[Verilen metin]
Güngör Uras

Güngör Uras

guras@milliyet.com.tr

Tüm Yazıları
Haberin Devamı



Ekim ayının sonlarına doğru döviz fiyatlarındaki kıpırdamaya rağmen, toptan eşya fiyatlarındaki artışın yüzde 0.6 oranında, tüketici fiyatlarındaki artışın yüzde 1.6 oranında kalması, geçen ekimden bu ekime, 12 ayda toptan eşya fiyatlarındaki artışın yüzde 16.1, tüketici fiyatlarındaki artışın yüzde 20.8 olarak gerçekleşmesi bu ülkede yaşayan tüm insanlar için iyi bir gelişmedir. Çok kişi "Enflasyonun düştüğünü ben hiç mi fark edemiyorum? Neyin fiyatı ucuzladı? Kira, aynı kira. Tüpgaz ve dolmuş fiyatı, aynı fiyat..." diyecek... Doğrudur...
Ancak, dikkatten kaçan bir nokta var. Enflasyonun yavaşlaması, "dün"den çok, "yarın"ı ilgilendiren bir gelişmedir.
Enflasyonun yavaşlaması, "yarın hesabı" yapanların karar ve eylemlerini etkiler. Ekonominin esası "yarın hesabı"na dayanır. İnsanlar "yarın"ki talebe göre mal ve hizmet üretir. Fiyat belirler. İnsanlar "yarın"ki durumlarını düşünerek, harcama kararı verir. Para harcar. Ekonomi denilen şey "yarına dönük" kontratlar zinciridir. Çok kişi "kontrat" denilince sadece "kira kontratı"nı düşünür. Gerçekte her bir işe soyunmak, bir kontrattır. Bir kişiyi işe almak bir kontrattır. Bir yatırıma girişmek bir kontrattır. Bir mal üretmek için yola çıkmak bir kontrattır.
Bu kontratları yapanlar "yarın" fiyatın ne olacağını düşünerek karar verir...

[Nokta işaretleme verilerinden alıntılar]
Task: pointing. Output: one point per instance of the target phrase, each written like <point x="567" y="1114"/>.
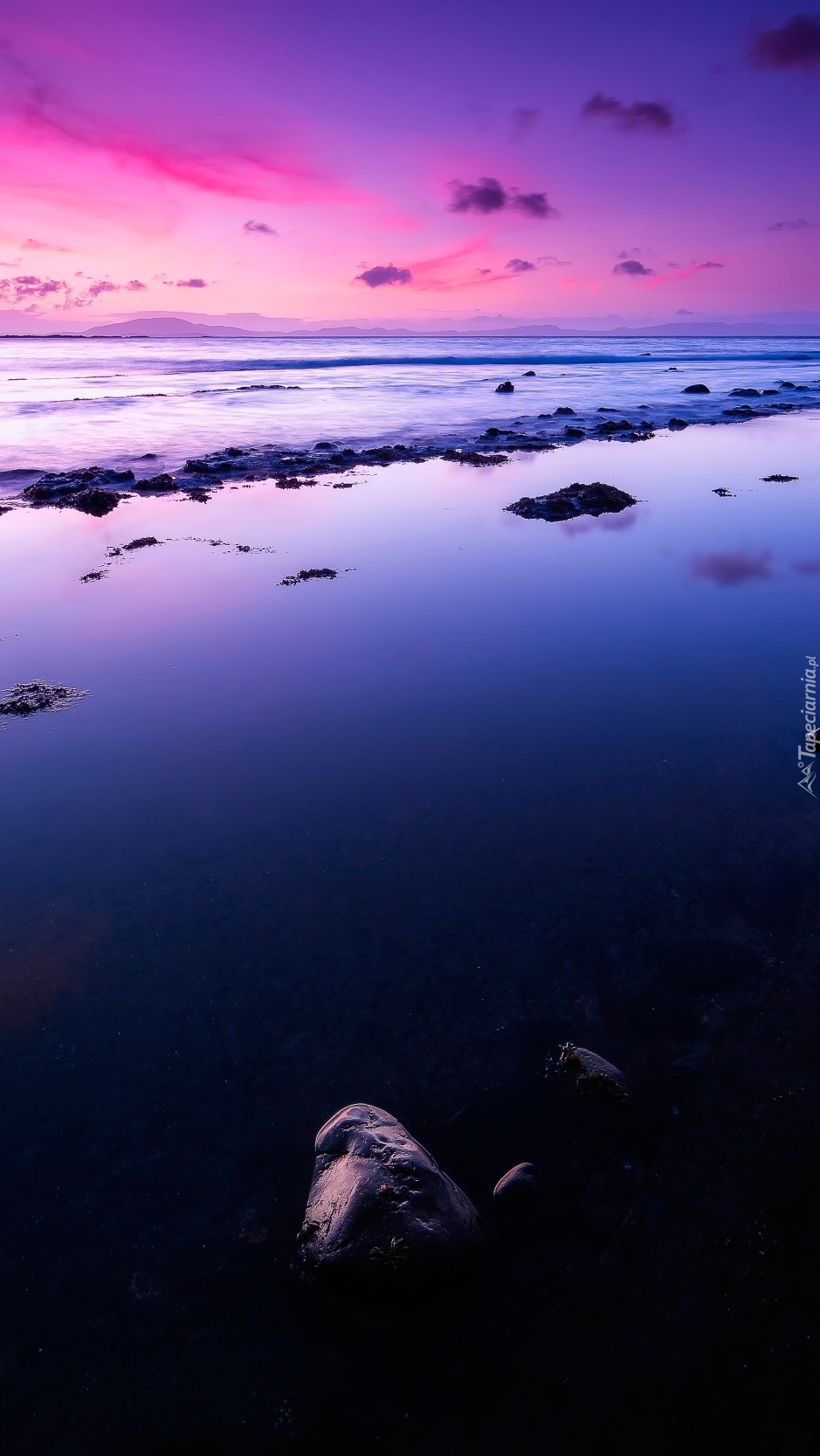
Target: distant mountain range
<point x="183" y="328"/>
<point x="258" y="325"/>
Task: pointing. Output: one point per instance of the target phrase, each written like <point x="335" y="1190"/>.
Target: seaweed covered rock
<point x="593" y="1075"/>
<point x="38" y="698"/>
<point x="517" y="1189"/>
<point x="61" y="485"/>
<point x="383" y="1220"/>
<point x="574" y="500"/>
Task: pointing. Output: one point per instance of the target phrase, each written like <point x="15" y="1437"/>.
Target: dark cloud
<point x="382" y="275"/>
<point x="532" y="203"/>
<point x="523" y="120"/>
<point x="641" y="115"/>
<point x="796" y="45"/>
<point x="732" y="568"/>
<point x="632" y="268"/>
<point x="798" y="224"/>
<point x="486" y="196"/>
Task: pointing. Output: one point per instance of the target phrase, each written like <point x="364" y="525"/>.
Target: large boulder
<point x="382" y="1219"/>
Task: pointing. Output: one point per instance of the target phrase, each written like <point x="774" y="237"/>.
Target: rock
<point x="312" y="574"/>
<point x="37" y="698"/>
<point x="475" y="458"/>
<point x="156" y="482"/>
<point x="93" y="501"/>
<point x="593" y="1075"/>
<point x="574" y="500"/>
<point x="60" y="484"/>
<point x="382" y="1219"/>
<point x="517" y="1187"/>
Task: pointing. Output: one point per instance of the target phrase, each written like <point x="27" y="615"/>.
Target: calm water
<point x="74" y="402"/>
<point x="357" y="839"/>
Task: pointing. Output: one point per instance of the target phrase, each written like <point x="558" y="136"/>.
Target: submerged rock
<point x="156" y="482"/>
<point x="382" y="1219"/>
<point x="38" y="698"/>
<point x="593" y="1075"/>
<point x="574" y="500"/>
<point x="312" y="574"/>
<point x="517" y="1187"/>
<point x="59" y="485"/>
<point x="93" y="501"/>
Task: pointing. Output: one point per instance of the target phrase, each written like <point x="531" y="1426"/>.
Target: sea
<point x="394" y="835"/>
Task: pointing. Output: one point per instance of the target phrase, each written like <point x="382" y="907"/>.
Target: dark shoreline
<point x="96" y="489"/>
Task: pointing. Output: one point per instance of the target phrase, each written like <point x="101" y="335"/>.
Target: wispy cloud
<point x="30" y="288"/>
<point x="798" y="224"/>
<point x="35" y="246"/>
<point x="488" y="196"/>
<point x="631" y="268"/>
<point x="523" y="120"/>
<point x="640" y="115"/>
<point x="794" y="45"/>
<point x="383" y="275"/>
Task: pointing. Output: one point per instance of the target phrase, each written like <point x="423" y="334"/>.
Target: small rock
<point x="156" y="482"/>
<point x="574" y="500"/>
<point x="38" y="698"/>
<point x="593" y="1075"/>
<point x="517" y="1187"/>
<point x="312" y="574"/>
<point x="382" y="1219"/>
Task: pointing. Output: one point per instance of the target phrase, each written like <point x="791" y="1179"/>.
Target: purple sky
<point x="335" y="159"/>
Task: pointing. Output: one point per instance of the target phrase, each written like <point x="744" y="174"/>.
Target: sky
<point x="335" y="159"/>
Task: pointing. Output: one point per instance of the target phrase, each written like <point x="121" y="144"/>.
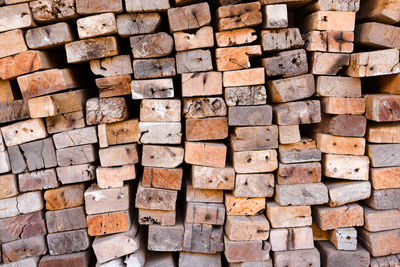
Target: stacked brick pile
<point x="199" y="133"/>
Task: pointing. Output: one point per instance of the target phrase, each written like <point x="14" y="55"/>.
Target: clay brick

[Görev talimatları] Enflasyonla ilgili metinde "Tüm Yazıları" sözcükleriyle başlayıp "ilgilendiren bir gelişmedir." sözcüklerine kadar süren kısmı birebir kopyalayın.

[Görevin çıktısı]
Tüm Yazıları
Haberin Devamı



Ekim ayının sonlarına doğru döviz fiyatlarındaki kıpırdamaya rağmen, toptan eşya fiyatlarındaki artışın yüzde 0.6 oranında, tüketici fiyatlarındaki artışın yüzde 1.6 oranında kalması, geçen ekimden bu ekime, 12 ayda toptan eşya fiyatlarındaki artışın yüzde 16.1, tüketici fiyatlarındaki artışın yüzde 20.8 olarak gerçekleşmesi bu ülkede yaşayan tüm insanlar için iyi bir gelişmedir. Çok kişi "Enflasyonun düştüğünü ben hiç mi fark edemiyorum? Neyin fiyatı ucuzladı? Kira, aynı kira. Tüpgaz ve dolmuş fiyatı, aynı fiyat..." diyecek... Doğrudur...
Ancak, dikkatten kaçan bir nokta var. Enflasyonun yavaşlaması, "dün"den çok, "yarın"ı ilgilendiren bir gelişmedir.